[START Data provided]

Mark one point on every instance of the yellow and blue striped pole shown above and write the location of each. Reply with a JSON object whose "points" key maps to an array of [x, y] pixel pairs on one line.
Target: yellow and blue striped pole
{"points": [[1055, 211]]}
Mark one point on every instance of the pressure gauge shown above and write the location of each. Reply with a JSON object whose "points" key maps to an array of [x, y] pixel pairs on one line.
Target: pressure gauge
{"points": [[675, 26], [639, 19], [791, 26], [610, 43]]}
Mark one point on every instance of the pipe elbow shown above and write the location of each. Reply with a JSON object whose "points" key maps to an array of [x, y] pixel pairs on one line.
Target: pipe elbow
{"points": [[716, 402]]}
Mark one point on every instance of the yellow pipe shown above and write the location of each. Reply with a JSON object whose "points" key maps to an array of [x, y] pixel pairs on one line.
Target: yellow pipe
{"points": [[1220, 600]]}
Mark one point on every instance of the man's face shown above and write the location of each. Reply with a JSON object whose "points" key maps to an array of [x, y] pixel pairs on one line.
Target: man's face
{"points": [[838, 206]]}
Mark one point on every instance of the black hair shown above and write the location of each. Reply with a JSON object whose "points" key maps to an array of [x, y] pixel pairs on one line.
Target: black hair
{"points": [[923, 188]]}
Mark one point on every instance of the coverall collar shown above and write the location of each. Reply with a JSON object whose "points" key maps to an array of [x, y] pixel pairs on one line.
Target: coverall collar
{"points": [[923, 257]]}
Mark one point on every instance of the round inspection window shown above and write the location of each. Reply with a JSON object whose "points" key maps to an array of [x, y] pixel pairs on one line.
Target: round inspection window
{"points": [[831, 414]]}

[END Data provided]
[START Data provided]

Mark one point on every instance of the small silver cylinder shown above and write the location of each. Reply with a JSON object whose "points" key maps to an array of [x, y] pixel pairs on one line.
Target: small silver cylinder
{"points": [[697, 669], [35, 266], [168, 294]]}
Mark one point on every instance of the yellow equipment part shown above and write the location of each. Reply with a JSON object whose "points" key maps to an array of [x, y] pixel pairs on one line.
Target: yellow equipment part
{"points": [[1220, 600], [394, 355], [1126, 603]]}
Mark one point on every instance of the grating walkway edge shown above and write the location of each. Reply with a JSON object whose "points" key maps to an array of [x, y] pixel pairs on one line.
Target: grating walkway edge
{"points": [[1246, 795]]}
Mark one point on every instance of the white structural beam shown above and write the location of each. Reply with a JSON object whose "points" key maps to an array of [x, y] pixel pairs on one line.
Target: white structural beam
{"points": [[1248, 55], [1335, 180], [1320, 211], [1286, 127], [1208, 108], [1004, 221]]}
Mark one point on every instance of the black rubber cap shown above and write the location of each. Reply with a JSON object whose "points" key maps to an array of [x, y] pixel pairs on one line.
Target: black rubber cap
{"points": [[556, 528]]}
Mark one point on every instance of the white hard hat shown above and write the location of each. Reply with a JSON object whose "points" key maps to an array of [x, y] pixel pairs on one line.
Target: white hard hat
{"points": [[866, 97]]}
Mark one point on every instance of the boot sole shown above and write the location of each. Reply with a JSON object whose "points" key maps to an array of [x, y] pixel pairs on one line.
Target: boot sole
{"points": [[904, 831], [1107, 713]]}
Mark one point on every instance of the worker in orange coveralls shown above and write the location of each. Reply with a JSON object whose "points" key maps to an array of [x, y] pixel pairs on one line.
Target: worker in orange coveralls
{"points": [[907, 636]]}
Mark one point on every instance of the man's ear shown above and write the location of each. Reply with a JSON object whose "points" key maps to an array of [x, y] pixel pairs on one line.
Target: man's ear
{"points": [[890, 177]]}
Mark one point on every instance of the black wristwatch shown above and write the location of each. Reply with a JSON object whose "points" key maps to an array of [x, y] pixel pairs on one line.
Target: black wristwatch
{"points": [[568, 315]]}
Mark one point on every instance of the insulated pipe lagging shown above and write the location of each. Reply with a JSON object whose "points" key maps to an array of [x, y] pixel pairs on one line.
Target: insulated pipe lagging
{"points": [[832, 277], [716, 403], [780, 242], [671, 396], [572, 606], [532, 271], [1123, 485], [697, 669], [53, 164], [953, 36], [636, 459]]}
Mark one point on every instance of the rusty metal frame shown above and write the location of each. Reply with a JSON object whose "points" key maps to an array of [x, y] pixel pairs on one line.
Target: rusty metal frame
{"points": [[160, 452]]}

[END Data provided]
[START Data provided]

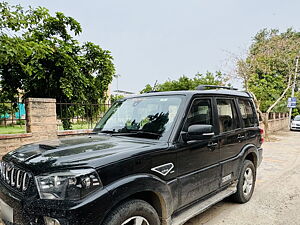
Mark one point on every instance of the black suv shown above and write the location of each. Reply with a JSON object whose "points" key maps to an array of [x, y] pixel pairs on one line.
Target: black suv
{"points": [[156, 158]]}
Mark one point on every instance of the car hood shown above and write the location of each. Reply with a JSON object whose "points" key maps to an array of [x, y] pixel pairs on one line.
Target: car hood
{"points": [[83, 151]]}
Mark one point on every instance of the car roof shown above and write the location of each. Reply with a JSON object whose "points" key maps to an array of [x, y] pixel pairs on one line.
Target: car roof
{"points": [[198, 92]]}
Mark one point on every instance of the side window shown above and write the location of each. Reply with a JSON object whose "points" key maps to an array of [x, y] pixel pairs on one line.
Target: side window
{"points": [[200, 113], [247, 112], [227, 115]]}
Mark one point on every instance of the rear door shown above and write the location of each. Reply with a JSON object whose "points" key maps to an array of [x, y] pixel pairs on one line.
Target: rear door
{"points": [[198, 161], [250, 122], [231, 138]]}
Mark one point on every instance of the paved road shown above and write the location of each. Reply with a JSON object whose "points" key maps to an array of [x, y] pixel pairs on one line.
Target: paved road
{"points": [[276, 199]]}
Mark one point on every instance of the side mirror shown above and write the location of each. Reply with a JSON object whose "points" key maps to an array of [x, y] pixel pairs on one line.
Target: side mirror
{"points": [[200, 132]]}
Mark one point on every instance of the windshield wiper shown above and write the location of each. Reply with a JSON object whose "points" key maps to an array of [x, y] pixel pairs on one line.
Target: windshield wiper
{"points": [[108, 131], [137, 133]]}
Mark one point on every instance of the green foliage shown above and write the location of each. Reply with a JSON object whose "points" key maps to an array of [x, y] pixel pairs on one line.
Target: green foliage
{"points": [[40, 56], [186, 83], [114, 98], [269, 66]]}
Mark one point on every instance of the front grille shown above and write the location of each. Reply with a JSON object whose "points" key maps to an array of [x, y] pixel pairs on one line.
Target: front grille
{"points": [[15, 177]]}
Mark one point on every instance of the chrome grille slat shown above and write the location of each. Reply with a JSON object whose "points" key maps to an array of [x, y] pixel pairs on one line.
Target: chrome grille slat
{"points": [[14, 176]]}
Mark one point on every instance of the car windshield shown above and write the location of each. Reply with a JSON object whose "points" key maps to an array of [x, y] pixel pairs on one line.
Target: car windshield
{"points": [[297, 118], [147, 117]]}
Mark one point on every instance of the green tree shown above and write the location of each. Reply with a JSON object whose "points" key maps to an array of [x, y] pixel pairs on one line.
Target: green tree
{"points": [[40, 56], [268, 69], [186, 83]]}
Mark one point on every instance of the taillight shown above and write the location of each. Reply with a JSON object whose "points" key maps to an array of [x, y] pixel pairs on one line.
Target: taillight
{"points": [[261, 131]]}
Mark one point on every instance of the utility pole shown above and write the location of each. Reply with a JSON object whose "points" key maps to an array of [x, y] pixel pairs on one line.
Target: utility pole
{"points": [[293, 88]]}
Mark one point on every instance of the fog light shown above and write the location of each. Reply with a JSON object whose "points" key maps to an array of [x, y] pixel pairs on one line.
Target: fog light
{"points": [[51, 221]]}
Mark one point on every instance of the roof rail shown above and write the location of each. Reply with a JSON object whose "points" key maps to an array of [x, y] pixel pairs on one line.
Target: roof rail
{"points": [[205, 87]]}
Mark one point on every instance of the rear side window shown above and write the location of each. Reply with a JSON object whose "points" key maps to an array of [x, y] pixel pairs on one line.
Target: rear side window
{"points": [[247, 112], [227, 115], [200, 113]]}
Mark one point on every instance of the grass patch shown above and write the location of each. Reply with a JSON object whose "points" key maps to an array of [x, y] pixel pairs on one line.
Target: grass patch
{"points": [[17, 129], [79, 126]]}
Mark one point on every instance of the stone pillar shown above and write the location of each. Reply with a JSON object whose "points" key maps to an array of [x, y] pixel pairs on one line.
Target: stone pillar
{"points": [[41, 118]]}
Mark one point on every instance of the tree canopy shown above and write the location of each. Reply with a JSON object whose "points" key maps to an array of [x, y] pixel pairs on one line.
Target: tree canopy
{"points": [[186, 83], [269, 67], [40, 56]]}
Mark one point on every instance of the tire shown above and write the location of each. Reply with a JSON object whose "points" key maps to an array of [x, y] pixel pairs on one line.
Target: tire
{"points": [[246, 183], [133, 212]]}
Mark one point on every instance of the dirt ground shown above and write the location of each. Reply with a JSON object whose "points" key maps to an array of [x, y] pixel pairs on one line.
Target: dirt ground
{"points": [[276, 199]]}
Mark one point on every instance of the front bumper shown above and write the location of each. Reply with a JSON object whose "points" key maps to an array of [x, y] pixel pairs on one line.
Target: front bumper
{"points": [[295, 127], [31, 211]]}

[END Data provided]

* Given problem *
Show every line of the records above that contains the word "elbow".

* Output for this exercise *
Mark one point on every instance of the pipe elbow shown above and write the location of each. Reply with a JSON object whose "points" key maps to an array of [x, y] pixel pairs on one line.
Target: pipe elbow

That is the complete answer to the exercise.